Exercise goal
Render every item below as a two-column CSV with the headers item and points, one row per item: the item's text in the first field and its answer in the second. Wrap each field in double quotes and replace any line breaks inside a field with spaces.

* START Material *

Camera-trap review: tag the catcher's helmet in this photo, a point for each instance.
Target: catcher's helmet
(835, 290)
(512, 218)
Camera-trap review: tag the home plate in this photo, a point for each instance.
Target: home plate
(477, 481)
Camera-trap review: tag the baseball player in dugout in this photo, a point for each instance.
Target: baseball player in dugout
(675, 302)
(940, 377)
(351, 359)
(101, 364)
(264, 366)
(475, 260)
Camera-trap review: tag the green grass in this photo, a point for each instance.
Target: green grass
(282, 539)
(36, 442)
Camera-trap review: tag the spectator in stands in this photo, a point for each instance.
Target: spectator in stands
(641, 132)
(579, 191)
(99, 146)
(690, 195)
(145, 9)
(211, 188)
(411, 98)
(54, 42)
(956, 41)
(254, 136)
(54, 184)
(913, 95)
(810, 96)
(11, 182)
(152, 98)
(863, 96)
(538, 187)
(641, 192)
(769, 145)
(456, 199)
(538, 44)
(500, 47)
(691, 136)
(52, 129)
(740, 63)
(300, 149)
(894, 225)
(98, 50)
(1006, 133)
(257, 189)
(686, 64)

* END Material *

The response
item,points
"Camera-trap review: tag the catcher's helmet in this photo, a point for each instance. Target: catcher's helmet","(835, 290) (512, 218)"
"Camera-trap review: tag the home plate in this photo, a point for each instance. Target: home plate","(477, 481)"
"Camera-trap review: tag the baseball player in dugout in this photo, a point for each instance. Target: baseball player in dugout","(675, 302) (940, 377) (351, 359) (101, 364) (264, 366) (475, 260)"
"Camera-trap review: tag the green grass in this photo, a point for each instance. Target: green grass","(282, 539) (36, 442)"
"Camera-trap review: tag the spectator in stands in this photo, a point for each instance. Target: spectator in stands","(641, 132) (579, 191) (99, 146) (690, 195) (145, 9) (211, 188) (411, 98) (54, 42) (956, 41) (254, 136) (54, 184) (913, 95) (810, 96) (11, 182) (152, 98) (863, 96) (538, 187) (641, 192) (769, 145) (456, 199) (538, 44) (500, 47) (691, 136) (52, 129) (740, 63) (300, 149) (894, 225) (98, 50) (1006, 133) (257, 189) (686, 64)"